# DATA TO PROCESS:

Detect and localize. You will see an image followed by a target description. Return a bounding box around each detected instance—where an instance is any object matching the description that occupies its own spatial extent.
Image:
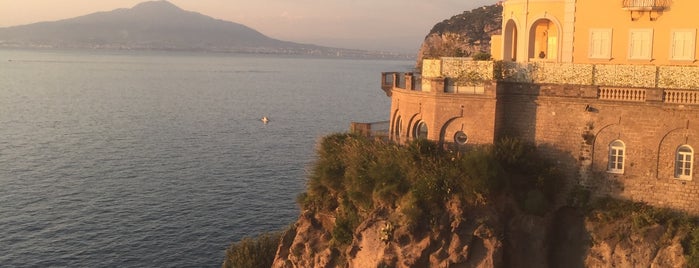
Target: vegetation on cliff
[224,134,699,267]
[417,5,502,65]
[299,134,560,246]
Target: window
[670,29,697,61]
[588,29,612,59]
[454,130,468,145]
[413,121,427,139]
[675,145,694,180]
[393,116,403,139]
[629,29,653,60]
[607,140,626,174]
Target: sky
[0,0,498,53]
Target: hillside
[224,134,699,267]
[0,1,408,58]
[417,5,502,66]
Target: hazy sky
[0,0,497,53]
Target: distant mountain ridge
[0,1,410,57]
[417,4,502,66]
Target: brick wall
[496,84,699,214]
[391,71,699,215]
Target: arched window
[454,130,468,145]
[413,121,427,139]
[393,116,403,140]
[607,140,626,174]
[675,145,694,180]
---
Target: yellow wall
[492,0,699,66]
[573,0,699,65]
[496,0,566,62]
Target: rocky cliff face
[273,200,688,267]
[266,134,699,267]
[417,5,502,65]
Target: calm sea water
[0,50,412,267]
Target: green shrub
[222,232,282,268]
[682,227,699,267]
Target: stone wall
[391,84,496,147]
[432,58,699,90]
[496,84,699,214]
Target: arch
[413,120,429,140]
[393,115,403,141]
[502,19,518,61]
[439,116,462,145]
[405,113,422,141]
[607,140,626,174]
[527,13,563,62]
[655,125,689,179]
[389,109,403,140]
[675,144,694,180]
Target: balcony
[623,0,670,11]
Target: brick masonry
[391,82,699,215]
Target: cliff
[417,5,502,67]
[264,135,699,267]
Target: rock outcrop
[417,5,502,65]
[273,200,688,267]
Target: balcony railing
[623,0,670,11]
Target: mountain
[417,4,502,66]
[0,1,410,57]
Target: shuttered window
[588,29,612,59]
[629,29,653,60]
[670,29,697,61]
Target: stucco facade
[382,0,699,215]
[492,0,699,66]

# SHORT TASK:
Write out the entries again from the line containing "Target: calm sea water" down through the line containing "[391,82,699,215]", changing "stone wall" to "masonry wall" and leaving everything else unchanged.

# WRITTEN SOLUTION:
Target: calm sea water
[0,50,412,267]
Target: green shrub
[222,232,282,268]
[682,227,699,267]
Target: masonry wall
[391,84,496,147]
[432,58,699,90]
[496,84,699,214]
Target: arch
[413,120,429,140]
[393,115,403,141]
[502,19,518,61]
[439,116,462,145]
[405,113,422,141]
[607,140,626,174]
[527,13,563,62]
[655,125,689,179]
[389,109,403,140]
[675,144,694,180]
Target: balcony
[623,0,670,11]
Target: brick masonry
[391,82,699,215]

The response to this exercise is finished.